**Task material**.
BEGIN

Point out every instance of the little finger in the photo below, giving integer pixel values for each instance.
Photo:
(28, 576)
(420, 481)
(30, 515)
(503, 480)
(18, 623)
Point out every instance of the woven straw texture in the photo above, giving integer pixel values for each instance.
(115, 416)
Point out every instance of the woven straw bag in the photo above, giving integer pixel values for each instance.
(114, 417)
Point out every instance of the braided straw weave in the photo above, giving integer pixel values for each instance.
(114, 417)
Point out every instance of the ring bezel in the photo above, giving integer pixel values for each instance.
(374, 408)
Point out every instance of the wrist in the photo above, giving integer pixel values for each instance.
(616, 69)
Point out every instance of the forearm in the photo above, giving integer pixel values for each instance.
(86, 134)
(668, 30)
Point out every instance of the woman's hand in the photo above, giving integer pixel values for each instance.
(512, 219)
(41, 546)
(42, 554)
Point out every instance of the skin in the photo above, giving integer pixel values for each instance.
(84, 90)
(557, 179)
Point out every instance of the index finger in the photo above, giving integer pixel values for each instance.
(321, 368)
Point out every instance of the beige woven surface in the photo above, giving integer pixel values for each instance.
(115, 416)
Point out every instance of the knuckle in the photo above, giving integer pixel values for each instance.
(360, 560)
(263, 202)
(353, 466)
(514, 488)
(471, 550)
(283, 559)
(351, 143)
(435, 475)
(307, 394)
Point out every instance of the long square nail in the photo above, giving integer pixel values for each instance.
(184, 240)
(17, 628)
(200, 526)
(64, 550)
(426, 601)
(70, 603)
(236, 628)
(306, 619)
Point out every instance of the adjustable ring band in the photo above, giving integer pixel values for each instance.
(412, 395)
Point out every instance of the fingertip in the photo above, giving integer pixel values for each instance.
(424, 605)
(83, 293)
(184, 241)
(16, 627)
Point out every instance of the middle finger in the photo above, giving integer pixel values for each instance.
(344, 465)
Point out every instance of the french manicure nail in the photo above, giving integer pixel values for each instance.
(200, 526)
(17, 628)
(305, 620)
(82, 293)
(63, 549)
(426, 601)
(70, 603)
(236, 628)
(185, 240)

END

**What is required**.
The lines wanted are those from the one holding "Point out every instance of the long" through the final line of the listing; print them exactly.

**Answer section**.
Point out every instance of the long square nail in the photo above, giving integer pixel values for each instance.
(184, 240)
(17, 628)
(200, 526)
(64, 550)
(426, 601)
(70, 603)
(236, 628)
(306, 619)
Point out every instance of the adjustable ring band in the photo above, giving integer pixel values for each instance.
(412, 395)
Point out every instance of the fingertip in the photo above, giving integer pixel values for each instance.
(424, 605)
(83, 293)
(184, 241)
(16, 627)
Point out every instance of the middle finger in the photo above, giving integer pixel values for each instance.
(344, 465)
Point out every instance of the french manicure nail in the photo above, giving integer pixel values for each instance.
(200, 526)
(17, 628)
(305, 620)
(82, 293)
(63, 549)
(426, 601)
(70, 603)
(236, 628)
(185, 240)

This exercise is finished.